Extracted records
--------------------------------------------------
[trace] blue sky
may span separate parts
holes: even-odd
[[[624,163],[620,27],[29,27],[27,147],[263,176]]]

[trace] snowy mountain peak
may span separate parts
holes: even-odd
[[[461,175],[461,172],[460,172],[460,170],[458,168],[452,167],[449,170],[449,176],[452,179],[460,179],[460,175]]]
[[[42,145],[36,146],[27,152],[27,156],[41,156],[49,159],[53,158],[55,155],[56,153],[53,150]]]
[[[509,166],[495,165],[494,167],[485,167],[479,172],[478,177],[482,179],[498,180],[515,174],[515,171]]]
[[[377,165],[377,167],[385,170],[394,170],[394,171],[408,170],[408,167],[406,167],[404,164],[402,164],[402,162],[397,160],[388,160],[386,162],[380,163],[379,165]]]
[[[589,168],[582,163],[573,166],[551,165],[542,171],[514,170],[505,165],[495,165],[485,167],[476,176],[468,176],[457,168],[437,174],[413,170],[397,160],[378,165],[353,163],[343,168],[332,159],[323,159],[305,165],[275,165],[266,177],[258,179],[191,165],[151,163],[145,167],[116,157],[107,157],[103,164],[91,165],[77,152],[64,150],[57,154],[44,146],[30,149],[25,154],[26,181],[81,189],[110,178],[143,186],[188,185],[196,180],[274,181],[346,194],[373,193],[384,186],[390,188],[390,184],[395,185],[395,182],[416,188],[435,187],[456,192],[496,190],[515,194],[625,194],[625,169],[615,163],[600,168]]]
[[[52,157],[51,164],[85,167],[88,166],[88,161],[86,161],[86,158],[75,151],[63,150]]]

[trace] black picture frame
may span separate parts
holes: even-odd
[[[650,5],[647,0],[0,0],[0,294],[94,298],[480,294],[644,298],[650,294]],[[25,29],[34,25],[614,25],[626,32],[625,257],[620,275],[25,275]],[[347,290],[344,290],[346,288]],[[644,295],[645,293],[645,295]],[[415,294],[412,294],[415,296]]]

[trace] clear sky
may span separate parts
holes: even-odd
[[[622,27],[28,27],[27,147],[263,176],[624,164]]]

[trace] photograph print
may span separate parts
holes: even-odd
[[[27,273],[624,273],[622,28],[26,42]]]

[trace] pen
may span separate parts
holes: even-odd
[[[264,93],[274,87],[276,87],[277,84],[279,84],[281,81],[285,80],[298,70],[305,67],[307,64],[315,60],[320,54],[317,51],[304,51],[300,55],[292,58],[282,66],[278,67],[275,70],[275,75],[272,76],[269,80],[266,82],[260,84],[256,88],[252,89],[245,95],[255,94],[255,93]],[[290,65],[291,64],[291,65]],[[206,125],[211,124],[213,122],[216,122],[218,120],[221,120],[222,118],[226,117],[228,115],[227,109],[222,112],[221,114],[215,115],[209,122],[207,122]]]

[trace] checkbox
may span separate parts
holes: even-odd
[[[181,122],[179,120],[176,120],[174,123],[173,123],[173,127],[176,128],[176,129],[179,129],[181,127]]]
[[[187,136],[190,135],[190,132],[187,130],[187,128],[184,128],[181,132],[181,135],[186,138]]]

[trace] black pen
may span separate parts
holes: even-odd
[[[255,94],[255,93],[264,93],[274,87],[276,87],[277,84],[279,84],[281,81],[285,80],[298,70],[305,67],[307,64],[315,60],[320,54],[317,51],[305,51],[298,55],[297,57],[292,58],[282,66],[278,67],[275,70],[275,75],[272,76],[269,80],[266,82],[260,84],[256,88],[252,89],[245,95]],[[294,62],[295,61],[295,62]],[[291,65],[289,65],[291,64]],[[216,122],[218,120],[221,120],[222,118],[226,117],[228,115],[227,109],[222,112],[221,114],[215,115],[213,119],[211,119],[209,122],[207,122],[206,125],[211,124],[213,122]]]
--------------------------------------------------
» What needs to be done:
Report every line in the rows above that contains the string "trace", treating uppercase and lowercase letters as distinct.

» Solution below:
[trace] blue sky
[trace] snowy mountain peak
[trace] black picture frame
[trace] clear sky
[trace] photograph print
[trace] pen
[trace] checkbox
[trace] black pen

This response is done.